### REQUIREMENT:
Will you quote only the lines starting at the one that contains "Could you point out the white rail post" and ending with the last line of the listing below, inclusive?

### EXTRACTED RECORDS:
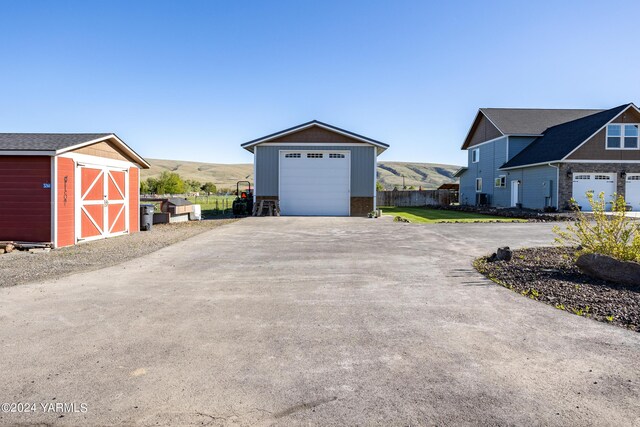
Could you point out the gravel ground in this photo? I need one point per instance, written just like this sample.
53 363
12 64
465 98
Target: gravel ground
549 275
22 267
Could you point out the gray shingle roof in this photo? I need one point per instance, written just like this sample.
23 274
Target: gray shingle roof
558 141
45 141
531 121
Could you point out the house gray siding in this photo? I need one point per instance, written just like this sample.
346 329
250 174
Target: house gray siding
492 156
517 144
538 186
363 163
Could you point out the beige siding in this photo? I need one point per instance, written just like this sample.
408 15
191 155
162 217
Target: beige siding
483 130
104 149
315 134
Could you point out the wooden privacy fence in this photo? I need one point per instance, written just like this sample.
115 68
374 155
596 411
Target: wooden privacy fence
407 198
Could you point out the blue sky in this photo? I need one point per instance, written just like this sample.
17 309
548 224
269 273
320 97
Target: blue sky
191 80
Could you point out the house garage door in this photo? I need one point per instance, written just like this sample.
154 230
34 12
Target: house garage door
632 190
315 183
595 183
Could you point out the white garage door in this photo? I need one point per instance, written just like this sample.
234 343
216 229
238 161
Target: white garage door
315 183
632 190
596 183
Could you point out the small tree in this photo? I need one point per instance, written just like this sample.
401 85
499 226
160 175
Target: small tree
208 187
171 183
613 234
192 185
144 187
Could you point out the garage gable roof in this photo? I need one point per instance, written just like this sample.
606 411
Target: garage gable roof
250 144
52 144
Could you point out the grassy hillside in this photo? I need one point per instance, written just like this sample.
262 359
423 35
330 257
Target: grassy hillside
427 175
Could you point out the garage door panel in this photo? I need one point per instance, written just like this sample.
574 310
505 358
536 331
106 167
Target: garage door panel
314 186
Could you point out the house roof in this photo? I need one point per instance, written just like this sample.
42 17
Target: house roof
559 141
250 144
52 144
531 121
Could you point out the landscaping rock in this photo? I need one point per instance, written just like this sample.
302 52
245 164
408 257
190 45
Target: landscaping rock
608 268
504 254
551 276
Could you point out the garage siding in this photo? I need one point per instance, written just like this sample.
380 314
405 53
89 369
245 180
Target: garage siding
363 160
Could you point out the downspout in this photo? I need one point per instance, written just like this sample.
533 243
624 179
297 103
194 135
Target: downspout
557 168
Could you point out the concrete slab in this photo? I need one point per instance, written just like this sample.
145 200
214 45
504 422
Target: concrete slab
315 321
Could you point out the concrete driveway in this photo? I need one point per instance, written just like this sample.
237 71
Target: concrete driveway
315 321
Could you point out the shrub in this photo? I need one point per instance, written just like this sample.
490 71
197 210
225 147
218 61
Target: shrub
613 234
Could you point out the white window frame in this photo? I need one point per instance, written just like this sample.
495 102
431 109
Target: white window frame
622 137
475 152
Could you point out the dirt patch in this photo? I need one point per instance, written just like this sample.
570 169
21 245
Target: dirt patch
24 267
549 275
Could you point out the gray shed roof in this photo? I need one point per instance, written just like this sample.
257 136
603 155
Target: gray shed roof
531 121
52 144
45 141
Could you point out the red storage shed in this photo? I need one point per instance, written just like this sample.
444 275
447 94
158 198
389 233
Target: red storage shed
66 188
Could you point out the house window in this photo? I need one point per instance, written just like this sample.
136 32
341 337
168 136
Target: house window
622 137
475 155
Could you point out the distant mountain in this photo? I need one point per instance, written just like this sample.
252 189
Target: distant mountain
425 175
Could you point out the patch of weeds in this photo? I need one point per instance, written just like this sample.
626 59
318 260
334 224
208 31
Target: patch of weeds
581 311
531 293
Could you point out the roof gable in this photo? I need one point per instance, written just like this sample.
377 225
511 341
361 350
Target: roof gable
520 121
315 132
481 130
559 141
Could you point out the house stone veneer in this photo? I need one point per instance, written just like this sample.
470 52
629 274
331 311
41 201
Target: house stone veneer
566 182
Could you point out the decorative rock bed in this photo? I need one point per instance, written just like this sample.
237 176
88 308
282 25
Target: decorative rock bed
528 214
550 275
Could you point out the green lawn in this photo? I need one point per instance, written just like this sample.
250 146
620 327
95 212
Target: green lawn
426 215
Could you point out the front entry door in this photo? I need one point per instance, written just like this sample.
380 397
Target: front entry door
515 193
102 208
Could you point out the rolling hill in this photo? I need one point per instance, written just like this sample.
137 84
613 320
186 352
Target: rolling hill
425 175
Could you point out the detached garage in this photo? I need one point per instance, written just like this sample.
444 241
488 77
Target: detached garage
63 189
316 169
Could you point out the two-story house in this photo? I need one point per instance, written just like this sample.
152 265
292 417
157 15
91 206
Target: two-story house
538 158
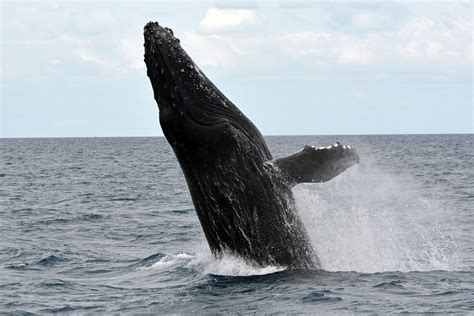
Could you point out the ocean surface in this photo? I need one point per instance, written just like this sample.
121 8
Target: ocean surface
106 225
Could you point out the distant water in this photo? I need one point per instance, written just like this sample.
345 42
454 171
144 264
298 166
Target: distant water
93 225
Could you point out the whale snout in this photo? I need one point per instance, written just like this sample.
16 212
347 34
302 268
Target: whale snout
155 33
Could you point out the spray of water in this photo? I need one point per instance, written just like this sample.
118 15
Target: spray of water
369 221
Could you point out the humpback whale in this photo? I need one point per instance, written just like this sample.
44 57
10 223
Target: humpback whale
242 195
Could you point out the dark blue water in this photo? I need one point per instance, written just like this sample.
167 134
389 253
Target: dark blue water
107 225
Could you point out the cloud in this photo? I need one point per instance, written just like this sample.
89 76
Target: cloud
419 41
132 50
201 45
219 20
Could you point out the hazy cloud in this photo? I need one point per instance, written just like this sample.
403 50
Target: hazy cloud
218 20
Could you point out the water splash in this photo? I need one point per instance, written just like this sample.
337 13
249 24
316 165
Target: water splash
234 266
369 221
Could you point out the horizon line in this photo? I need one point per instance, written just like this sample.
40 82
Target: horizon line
270 135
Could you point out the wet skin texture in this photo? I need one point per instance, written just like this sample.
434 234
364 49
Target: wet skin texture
242 197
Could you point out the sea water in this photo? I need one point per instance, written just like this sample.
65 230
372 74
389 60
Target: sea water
94 225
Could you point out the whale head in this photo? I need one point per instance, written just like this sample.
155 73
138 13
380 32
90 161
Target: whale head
193 112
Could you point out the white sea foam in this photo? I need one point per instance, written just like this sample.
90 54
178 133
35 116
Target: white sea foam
235 266
368 221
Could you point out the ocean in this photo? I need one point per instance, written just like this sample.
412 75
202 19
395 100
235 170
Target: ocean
107 225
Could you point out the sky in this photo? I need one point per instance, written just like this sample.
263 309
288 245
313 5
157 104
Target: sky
73 69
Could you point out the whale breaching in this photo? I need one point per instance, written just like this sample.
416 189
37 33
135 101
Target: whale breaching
242 195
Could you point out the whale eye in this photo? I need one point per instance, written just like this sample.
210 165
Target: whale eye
169 30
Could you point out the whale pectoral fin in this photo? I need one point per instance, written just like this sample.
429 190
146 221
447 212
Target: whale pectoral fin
317 164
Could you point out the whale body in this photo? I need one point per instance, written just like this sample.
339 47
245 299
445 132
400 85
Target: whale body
242 195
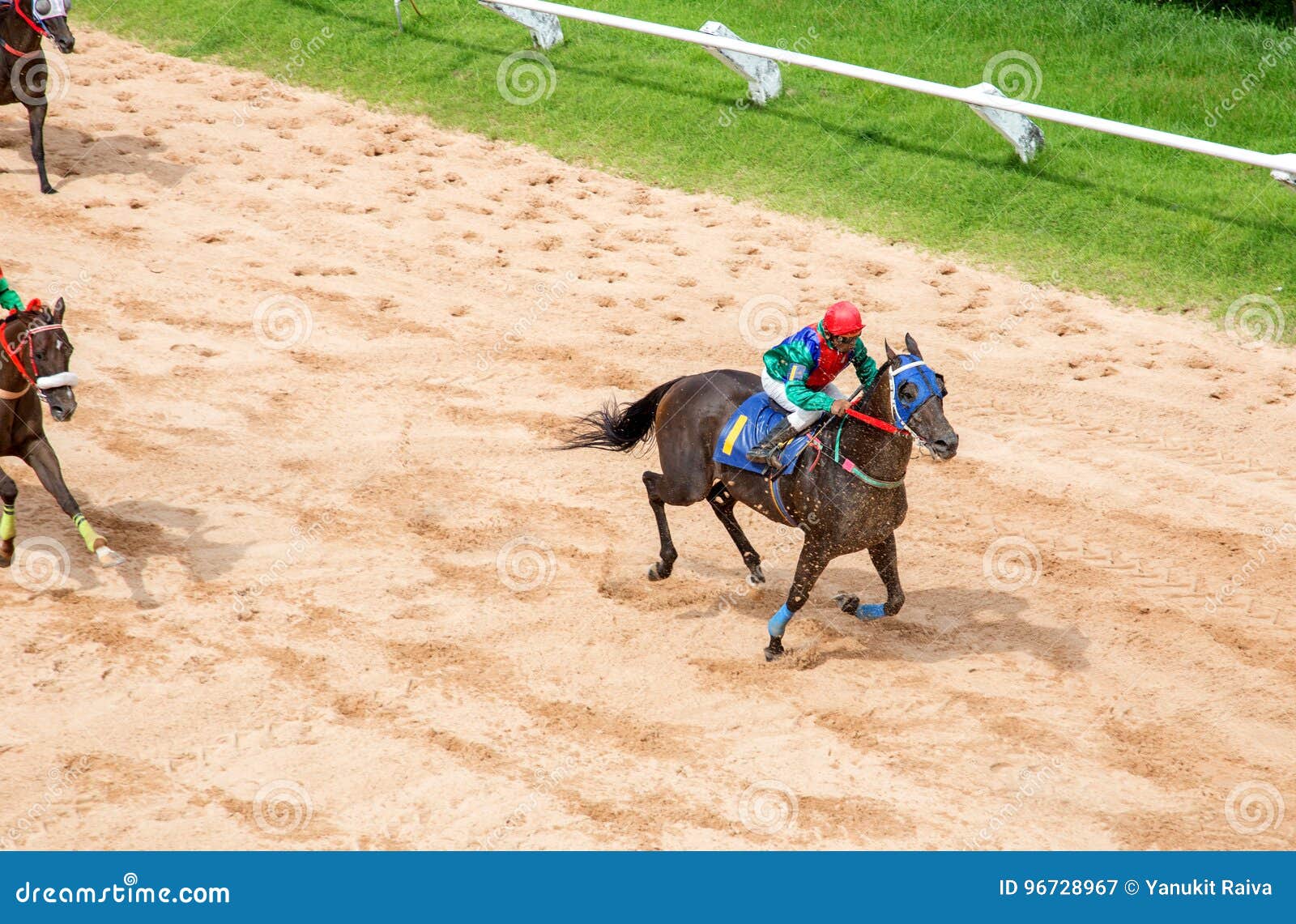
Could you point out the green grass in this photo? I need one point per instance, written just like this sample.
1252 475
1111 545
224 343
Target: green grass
1151 226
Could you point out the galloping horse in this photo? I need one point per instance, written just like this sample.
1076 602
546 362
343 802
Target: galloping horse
23 73
852 499
34 369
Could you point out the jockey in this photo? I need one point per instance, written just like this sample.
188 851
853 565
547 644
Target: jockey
10 300
799 375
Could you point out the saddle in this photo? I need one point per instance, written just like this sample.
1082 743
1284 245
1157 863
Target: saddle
745 428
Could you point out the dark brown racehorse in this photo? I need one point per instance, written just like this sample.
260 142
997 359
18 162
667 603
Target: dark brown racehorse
34 369
852 498
23 66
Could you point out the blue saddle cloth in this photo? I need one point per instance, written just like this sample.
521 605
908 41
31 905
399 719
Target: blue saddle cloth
747 427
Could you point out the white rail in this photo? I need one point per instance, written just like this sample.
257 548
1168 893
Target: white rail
1282 165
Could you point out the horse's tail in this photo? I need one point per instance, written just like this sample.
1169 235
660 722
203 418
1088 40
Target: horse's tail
617 428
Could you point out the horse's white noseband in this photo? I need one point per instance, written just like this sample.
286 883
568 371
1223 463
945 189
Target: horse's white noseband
62 379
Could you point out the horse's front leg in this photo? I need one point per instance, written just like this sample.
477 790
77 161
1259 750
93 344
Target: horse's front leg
45 463
885 560
8 528
36 120
810 565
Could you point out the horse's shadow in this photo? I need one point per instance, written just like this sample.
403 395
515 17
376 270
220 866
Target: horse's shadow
940 624
71 153
148 533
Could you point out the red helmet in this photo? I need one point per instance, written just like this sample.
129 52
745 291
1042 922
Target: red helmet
842 319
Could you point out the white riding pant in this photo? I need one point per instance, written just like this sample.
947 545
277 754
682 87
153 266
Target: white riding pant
800 418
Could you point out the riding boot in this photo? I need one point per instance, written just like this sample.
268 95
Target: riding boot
766 453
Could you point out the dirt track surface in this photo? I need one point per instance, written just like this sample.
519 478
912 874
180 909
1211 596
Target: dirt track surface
364 607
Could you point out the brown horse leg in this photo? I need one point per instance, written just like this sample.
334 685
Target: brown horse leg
885 560
809 568
8 530
663 568
723 502
36 120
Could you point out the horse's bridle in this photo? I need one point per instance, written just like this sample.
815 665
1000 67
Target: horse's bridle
902 419
36 21
15 353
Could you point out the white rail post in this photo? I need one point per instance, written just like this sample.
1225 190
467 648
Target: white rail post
544 28
1282 168
1024 135
764 78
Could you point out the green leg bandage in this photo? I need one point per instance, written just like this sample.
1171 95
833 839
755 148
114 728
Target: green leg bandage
87 531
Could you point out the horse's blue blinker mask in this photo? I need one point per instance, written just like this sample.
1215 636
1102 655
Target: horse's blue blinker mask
927 384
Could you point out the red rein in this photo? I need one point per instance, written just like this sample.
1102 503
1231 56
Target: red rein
874 421
25 340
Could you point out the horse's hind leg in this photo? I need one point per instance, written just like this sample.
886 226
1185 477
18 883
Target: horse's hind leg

### TASK RESPONSE:
Could you point out the white rail post in this photo? I need one point per instance, written just like this sample.
1225 190
467 648
Target: white rail post
544 28
1282 168
1024 135
764 78
Could you point out the green leg bandage in this photo? I need one point per instance, written just like this sample.
1171 95
833 839
755 148
114 728
Target: green leg bandage
87 531
Could you point out the horse's blue blinker mask in this photo? I need one point per instance, written just like this sample.
1215 636
1102 655
Target: horse's blue blinker mask
927 384
Could you point out the red rein in this photo? I need one point per instance, written just like this sample.
1102 503
1231 56
Target: red rein
874 421
25 340
Could you point out the horse's hind leg in this photo? I need one point per instance, written just like this sample.
886 226
1185 477
18 883
Target: horse's hind leg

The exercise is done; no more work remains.